## Given task 1
In the forum thread below about covering a ductless minisplit, what was the original poster told a cover for the outdoor unit would protect it from?
## Given task 2
According to the minisplit cover thread below, why shouldn't the whole condenser be covered? Answer in one to three sentences.
## Given task 3
Reproduce the passage of the minisplit cover thread below between "I installed a" and "need some inspiration!", inclusive.

— Start of Source excerpt —

# ductless minisplit cover



## Pabs (Dec 10, 2008)

I installed a ductless miniplist last spring.. I was told I should cover the outdoor unit (condenser)  to protect it from snow fall

Just curious if anyone has done something that looks good … need some inspiration!

thanks


----------



## Tennessee (Jul 8, 2011)

You don't want to cover the whole condenser, that will trap moisture inside the unit where it will stay for long periods and prematurely rust it out. If it has a condenser fan exiting the top and is a square unit, you need a KooKap. Here's some company that sells them, as well as nice covers. I have no idea who they are, first that loaded on my google page.
https://www.expresshvac.com/system_accessories/condenser_covers/HVAC_condensercovers.asp
Notice also that their premium covers also leave the bottom open, so air can circulate and help eliminate issues around moisture, but not much beats a Koolkap. I have on on my big heat pump that heats and cools my house, and it keeps the unit clean and dry year round. Still have to wash the coils since they are an intake, but lots better than all that leaf, dust and dirt gunk building up on the bottom pan.
If you have a heat pump system, the Koolkap simply lifts up in the winter with the force of the condenser fan, allowing for full time year round protection.
One problem, if you do get snow, you have to brush it off the Koolkap, so it can lift to warm in the winter.


----------



## Pabs (Dec 10, 2008)

from what I can see those only work for regular heat pumps not minisplits…unless there's a section I missed

I figured I would just build a little slanted roof over it with decorative sides (open, trellis maybe) to prevent snow from piling on. just looking for some design inspiration


----------

— End of Source excerpt —
— Start of Data excerpt —

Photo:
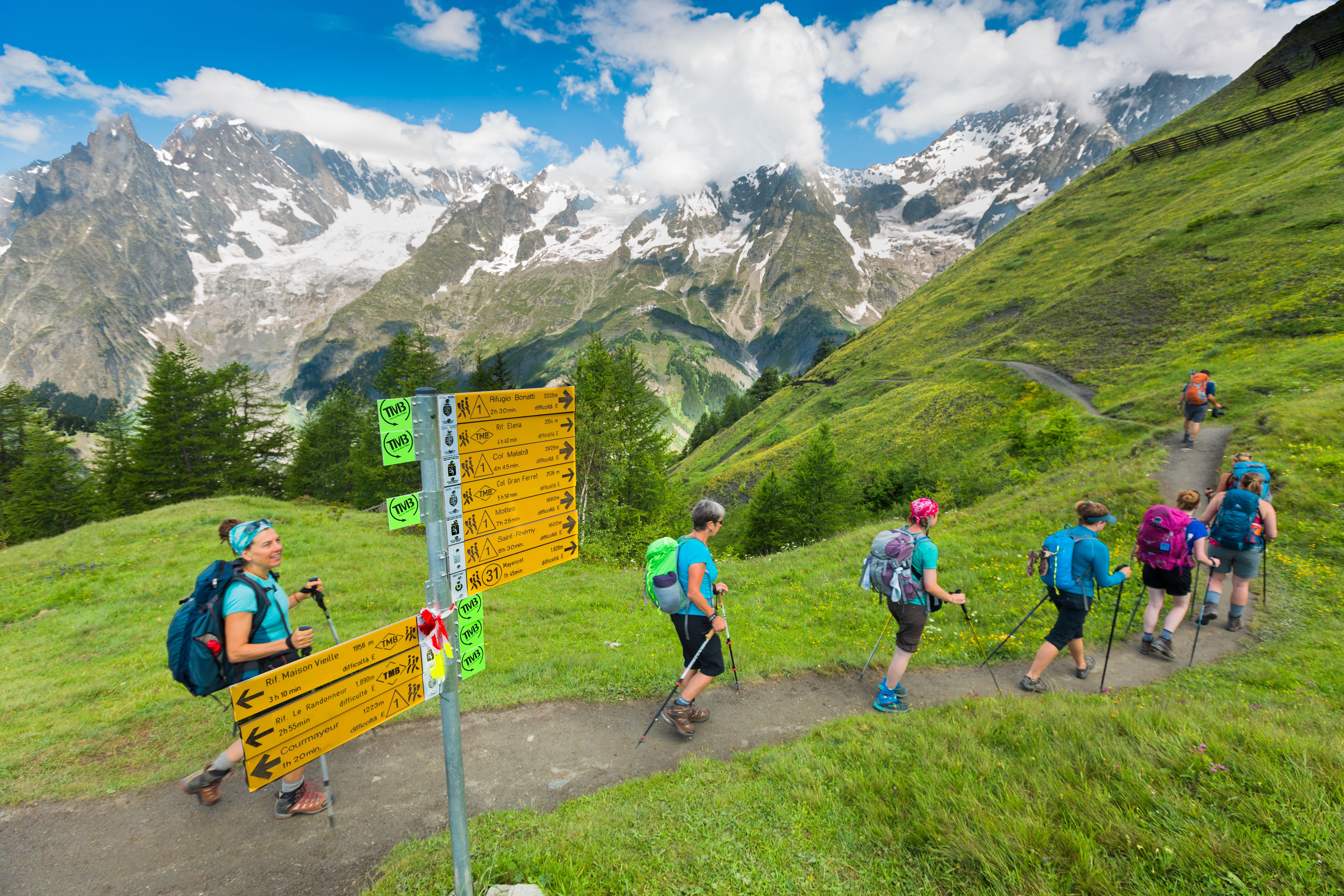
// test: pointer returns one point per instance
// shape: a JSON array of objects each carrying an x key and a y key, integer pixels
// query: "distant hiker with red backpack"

— End of Data excerpt —

## Correct output 1
Snow fall.

## Correct output 2
Covering the whole condenser would trap moisture inside the unit. That moisture would stay there for long periods and rust the unit out prematurely.

## Correct output 3
I installed a ductless miniplist last spring.. I was told I should cover the outdoor unit (condenser)  to protect it from snow fall

Just curious if anyone has done something that looks good … need some inspiration!